- [Task objective]: Give only the number of lines in these records that contain the word "Could".

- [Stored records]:

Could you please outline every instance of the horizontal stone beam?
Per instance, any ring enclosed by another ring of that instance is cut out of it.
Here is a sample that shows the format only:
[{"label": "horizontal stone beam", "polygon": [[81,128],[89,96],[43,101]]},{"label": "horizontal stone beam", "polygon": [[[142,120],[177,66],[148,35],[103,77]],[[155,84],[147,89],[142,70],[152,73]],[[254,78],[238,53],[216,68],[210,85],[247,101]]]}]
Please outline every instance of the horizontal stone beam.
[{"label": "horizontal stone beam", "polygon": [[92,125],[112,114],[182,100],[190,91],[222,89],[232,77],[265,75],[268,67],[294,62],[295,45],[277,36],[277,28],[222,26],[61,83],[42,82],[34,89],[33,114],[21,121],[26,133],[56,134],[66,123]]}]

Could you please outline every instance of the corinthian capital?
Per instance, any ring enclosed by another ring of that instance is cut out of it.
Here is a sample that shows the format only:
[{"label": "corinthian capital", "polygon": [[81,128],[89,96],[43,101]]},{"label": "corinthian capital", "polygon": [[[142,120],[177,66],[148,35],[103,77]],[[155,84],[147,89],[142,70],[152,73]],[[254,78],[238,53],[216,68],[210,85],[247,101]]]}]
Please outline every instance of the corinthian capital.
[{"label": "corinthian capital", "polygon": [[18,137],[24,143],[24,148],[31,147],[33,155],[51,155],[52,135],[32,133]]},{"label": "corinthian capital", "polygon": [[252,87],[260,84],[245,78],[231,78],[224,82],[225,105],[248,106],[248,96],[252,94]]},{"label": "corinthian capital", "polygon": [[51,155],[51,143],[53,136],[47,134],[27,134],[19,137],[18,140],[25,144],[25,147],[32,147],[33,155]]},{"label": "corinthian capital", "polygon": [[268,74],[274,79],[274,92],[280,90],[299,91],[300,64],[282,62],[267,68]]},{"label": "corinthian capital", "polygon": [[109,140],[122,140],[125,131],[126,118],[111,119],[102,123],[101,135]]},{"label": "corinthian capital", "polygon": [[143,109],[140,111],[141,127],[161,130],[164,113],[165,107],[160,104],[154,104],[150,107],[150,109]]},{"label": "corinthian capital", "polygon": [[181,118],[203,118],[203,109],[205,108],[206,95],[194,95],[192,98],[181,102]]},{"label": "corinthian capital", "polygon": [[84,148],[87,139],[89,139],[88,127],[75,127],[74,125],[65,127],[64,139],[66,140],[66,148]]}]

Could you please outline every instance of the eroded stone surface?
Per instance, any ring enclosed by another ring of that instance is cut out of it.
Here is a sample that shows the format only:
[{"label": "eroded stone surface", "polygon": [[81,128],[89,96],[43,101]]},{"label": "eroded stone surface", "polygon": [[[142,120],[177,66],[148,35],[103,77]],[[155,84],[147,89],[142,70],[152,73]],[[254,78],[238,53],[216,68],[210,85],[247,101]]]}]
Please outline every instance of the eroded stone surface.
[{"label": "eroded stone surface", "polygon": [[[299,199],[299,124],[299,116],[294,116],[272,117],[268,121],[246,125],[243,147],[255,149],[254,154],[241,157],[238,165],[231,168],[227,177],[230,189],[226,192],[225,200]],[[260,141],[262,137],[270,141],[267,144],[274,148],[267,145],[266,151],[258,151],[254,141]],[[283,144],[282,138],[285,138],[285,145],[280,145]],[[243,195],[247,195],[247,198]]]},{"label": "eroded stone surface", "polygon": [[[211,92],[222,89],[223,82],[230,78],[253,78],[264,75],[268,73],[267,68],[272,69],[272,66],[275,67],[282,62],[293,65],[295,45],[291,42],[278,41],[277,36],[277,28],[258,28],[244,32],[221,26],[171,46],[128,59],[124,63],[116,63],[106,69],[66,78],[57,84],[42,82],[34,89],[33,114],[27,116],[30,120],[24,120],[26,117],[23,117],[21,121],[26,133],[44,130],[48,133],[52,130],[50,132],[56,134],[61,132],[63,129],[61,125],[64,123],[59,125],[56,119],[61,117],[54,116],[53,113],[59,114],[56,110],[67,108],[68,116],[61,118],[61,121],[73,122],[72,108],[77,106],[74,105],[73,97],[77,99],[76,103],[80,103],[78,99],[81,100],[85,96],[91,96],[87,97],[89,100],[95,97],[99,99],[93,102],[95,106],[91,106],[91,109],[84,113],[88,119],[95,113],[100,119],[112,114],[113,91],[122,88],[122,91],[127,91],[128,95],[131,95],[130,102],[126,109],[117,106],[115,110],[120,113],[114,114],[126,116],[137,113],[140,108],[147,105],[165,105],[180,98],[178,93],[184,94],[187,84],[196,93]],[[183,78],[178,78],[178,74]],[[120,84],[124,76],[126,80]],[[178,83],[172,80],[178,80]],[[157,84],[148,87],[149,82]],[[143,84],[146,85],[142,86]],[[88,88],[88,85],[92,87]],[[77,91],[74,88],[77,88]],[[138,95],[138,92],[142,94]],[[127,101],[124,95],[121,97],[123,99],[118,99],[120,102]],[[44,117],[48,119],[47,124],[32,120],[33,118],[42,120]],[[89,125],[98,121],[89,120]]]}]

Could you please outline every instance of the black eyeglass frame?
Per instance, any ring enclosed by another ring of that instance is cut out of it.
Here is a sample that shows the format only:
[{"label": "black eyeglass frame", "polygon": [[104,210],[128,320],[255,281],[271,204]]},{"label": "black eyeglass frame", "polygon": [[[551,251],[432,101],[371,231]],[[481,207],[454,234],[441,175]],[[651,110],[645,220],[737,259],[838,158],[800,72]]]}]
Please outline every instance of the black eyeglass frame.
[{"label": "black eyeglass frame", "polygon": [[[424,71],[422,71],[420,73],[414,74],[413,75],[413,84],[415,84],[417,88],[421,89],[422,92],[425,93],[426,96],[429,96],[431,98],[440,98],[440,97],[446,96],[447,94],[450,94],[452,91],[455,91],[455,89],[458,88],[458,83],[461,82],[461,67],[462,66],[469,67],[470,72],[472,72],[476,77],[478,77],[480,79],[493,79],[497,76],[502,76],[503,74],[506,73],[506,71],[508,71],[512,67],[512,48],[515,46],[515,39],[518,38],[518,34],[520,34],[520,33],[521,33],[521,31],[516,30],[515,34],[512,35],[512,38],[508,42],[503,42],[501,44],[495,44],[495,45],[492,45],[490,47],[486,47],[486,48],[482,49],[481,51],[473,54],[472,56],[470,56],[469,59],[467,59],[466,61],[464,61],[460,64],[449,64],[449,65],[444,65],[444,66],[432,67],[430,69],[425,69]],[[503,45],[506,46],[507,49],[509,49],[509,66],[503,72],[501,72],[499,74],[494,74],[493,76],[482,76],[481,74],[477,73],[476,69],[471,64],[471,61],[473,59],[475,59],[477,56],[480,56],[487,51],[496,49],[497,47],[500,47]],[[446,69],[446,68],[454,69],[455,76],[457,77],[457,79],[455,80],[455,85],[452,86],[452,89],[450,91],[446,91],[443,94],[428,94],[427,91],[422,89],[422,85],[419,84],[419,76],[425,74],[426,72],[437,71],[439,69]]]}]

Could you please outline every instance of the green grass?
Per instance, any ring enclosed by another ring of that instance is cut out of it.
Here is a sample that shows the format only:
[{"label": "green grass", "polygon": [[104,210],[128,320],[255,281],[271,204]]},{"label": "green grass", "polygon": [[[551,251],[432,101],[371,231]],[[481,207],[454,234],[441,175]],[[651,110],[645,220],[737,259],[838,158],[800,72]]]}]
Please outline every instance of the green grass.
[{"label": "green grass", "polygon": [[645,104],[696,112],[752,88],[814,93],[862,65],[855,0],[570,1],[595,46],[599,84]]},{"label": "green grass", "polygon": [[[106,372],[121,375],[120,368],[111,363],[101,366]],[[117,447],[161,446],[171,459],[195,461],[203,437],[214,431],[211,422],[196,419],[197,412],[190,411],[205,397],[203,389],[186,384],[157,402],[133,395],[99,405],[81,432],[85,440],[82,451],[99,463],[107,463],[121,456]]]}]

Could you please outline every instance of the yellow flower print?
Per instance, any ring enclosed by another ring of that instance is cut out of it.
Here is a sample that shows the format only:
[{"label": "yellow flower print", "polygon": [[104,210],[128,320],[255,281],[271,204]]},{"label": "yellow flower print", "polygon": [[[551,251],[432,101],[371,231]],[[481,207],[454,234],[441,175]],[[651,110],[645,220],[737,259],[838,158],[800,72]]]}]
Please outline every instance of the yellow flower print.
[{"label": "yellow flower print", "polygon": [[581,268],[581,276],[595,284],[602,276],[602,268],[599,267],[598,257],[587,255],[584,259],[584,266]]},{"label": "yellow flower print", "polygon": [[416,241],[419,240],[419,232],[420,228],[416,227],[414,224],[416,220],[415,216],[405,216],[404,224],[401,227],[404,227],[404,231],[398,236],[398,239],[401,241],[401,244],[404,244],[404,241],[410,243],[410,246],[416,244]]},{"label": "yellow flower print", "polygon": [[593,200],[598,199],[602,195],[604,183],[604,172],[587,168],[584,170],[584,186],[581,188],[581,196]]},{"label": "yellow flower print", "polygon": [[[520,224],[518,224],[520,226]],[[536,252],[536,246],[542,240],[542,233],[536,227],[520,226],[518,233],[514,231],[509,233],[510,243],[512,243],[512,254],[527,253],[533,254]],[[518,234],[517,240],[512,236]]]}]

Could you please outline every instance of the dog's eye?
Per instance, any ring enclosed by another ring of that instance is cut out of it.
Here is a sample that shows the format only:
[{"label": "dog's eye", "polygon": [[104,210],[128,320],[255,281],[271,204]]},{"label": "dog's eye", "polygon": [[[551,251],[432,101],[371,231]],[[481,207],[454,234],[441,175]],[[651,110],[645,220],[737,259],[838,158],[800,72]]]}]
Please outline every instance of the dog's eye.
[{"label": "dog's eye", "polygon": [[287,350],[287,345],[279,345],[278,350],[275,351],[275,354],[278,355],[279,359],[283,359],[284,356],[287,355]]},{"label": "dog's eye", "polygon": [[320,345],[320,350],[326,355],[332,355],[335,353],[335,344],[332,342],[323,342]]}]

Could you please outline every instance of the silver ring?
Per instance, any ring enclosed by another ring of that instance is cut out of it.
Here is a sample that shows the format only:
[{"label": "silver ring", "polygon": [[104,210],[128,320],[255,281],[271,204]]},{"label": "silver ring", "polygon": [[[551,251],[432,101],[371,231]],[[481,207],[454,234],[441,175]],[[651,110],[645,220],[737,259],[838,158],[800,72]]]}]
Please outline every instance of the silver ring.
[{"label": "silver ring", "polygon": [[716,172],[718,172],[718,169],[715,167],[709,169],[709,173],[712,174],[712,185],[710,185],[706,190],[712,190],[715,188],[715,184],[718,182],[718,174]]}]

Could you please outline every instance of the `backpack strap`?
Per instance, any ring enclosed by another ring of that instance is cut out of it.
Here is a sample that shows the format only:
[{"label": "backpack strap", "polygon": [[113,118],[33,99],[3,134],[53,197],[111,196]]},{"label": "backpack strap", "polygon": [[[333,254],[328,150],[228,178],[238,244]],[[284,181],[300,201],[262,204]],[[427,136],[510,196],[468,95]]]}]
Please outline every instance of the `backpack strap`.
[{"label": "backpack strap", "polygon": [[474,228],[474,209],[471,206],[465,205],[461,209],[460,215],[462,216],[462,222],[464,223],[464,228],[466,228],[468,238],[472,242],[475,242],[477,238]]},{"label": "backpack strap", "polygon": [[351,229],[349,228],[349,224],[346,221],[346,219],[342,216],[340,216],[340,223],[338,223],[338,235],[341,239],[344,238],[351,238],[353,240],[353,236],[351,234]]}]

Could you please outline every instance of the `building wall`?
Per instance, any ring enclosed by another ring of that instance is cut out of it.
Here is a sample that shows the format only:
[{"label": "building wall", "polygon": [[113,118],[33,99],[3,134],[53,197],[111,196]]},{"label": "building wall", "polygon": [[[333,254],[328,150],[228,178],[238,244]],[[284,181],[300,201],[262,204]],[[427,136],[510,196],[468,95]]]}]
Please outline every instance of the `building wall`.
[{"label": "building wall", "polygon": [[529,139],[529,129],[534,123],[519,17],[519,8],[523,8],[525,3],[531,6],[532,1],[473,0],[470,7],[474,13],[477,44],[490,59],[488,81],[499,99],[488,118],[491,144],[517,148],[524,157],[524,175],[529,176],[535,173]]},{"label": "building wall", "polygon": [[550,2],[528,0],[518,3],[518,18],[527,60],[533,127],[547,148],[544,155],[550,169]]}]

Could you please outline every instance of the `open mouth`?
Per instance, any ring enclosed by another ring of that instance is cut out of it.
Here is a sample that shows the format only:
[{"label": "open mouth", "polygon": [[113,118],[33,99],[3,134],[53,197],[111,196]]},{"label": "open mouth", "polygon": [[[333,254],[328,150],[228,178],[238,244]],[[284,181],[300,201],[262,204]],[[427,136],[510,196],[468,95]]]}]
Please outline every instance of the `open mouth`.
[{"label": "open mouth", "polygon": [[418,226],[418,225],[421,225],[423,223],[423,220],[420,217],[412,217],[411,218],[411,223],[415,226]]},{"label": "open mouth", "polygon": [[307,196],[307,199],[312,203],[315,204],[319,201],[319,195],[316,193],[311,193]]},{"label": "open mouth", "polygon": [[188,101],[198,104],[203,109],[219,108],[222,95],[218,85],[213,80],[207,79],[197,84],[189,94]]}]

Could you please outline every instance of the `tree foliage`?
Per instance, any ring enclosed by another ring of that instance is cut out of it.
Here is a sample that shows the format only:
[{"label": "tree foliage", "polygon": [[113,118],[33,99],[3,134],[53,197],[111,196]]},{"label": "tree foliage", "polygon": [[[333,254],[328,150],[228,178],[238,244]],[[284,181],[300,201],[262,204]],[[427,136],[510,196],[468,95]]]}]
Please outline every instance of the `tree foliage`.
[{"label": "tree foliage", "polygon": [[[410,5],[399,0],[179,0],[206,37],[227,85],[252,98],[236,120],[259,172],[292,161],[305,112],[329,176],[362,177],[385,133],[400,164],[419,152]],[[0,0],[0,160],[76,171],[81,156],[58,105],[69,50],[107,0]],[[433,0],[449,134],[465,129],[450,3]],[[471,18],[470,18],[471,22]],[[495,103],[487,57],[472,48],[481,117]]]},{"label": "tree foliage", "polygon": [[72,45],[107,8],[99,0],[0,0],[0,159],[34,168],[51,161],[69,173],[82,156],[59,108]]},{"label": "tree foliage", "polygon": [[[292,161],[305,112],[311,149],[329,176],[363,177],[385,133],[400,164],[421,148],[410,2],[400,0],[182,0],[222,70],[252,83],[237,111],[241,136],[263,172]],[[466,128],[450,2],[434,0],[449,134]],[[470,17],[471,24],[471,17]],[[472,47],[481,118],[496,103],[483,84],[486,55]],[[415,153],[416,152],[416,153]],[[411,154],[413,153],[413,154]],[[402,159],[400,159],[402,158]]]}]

- [Task result]: 12